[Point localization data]
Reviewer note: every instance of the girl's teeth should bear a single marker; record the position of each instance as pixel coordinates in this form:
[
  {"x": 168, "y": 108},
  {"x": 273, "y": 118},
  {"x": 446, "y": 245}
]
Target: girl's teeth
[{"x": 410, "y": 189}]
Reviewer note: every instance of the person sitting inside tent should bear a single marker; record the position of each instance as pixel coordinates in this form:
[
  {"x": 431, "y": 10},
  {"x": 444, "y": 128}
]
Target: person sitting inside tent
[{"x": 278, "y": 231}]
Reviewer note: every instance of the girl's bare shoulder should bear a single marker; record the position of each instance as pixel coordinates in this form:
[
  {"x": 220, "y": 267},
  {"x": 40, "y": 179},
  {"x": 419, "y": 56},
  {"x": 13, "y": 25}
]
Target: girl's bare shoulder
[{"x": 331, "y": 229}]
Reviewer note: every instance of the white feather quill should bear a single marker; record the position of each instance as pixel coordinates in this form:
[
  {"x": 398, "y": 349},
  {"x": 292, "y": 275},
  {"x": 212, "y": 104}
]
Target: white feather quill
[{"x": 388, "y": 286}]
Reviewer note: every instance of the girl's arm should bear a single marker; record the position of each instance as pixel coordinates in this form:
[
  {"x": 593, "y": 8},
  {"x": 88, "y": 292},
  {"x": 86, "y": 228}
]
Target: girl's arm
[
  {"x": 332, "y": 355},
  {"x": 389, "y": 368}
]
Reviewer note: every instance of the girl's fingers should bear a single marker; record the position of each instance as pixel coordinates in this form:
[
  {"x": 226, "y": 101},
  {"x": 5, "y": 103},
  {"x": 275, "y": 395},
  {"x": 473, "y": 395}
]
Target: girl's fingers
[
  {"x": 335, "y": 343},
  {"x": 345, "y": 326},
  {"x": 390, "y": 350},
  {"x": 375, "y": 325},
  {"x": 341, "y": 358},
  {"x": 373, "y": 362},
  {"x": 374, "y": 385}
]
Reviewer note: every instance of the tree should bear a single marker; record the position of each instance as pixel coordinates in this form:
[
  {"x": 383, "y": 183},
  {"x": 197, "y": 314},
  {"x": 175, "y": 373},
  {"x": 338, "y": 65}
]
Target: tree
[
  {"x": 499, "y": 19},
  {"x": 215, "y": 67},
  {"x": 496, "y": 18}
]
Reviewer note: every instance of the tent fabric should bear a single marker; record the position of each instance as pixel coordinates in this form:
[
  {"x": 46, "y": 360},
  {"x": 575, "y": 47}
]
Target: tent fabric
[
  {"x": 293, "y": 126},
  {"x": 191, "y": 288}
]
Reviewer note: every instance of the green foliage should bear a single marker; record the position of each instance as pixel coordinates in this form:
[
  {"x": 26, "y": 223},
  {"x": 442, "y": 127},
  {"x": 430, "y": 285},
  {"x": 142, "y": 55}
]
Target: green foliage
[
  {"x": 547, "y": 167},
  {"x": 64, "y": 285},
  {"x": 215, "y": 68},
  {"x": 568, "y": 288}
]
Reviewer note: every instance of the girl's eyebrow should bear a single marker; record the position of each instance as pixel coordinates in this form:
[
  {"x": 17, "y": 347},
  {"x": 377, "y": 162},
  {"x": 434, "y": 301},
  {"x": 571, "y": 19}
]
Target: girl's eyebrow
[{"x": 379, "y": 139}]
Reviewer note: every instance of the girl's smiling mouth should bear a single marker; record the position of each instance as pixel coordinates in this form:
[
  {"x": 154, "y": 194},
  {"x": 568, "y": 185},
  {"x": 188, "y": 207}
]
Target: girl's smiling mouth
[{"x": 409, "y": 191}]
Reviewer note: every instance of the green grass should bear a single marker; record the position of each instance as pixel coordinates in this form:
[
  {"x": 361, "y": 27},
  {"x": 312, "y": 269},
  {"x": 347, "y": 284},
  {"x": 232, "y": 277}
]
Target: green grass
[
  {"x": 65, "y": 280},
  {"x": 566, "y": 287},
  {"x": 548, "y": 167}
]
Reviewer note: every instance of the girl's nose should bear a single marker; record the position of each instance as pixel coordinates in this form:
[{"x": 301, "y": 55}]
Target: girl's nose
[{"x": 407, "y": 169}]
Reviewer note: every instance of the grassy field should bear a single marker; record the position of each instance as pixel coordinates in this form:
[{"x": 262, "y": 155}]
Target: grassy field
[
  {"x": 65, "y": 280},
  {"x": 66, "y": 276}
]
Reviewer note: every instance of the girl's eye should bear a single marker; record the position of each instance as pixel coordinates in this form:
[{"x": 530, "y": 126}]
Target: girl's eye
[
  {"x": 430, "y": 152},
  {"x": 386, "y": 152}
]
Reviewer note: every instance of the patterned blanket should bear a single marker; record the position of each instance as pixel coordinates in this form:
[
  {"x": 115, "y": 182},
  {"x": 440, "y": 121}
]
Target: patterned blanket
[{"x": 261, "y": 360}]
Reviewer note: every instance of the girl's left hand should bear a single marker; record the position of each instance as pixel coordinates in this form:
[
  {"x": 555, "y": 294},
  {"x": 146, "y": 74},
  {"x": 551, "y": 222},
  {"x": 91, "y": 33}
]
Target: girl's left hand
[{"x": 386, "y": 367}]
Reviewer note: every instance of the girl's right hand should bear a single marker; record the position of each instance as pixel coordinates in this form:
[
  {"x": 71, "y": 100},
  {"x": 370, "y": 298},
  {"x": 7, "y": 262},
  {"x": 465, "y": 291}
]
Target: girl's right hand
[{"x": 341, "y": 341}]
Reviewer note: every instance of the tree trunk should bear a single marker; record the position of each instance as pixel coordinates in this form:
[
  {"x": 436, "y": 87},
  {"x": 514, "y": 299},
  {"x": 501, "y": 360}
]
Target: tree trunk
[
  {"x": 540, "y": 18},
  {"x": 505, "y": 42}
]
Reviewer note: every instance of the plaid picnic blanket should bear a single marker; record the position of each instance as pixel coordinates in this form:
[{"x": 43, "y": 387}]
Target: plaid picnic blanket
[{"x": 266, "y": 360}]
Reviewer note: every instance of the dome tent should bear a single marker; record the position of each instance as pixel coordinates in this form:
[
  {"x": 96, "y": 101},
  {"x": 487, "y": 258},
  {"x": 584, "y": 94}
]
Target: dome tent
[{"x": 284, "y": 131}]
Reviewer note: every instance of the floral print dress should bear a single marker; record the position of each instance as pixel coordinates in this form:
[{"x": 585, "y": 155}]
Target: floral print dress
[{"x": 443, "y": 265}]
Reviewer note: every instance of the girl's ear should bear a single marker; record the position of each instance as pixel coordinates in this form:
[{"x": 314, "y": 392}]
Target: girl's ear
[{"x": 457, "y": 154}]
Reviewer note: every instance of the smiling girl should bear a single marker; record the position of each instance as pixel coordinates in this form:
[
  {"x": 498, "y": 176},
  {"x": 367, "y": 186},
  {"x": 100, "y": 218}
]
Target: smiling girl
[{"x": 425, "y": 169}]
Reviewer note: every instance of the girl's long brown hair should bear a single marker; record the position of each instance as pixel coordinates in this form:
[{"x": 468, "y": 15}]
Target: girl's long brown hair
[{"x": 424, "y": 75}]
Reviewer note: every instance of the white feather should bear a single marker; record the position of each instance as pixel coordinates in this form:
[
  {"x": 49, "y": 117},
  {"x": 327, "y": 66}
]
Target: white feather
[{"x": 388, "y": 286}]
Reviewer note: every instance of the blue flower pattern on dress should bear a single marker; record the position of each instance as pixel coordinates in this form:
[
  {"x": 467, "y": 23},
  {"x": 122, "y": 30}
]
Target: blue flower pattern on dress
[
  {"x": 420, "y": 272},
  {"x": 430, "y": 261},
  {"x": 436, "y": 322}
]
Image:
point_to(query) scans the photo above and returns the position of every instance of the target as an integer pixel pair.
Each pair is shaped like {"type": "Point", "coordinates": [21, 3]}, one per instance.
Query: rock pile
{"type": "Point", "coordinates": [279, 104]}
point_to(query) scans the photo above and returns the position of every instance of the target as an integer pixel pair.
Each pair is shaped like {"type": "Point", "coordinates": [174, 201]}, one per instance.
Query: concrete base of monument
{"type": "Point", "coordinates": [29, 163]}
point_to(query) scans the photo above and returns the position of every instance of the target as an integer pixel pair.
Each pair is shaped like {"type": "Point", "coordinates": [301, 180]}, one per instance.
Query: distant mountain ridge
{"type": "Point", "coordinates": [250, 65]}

WHAT IS EXPECTED:
Scan the data above and copy every line with "like" in it.

THE ANSWER:
Each pair is shaped like {"type": "Point", "coordinates": [21, 3]}, one per instance.
Each pair is shaped like {"type": "Point", "coordinates": [174, 201]}, one per instance.
Each pair is shaped like {"type": "Point", "coordinates": [301, 180]}, one per instance.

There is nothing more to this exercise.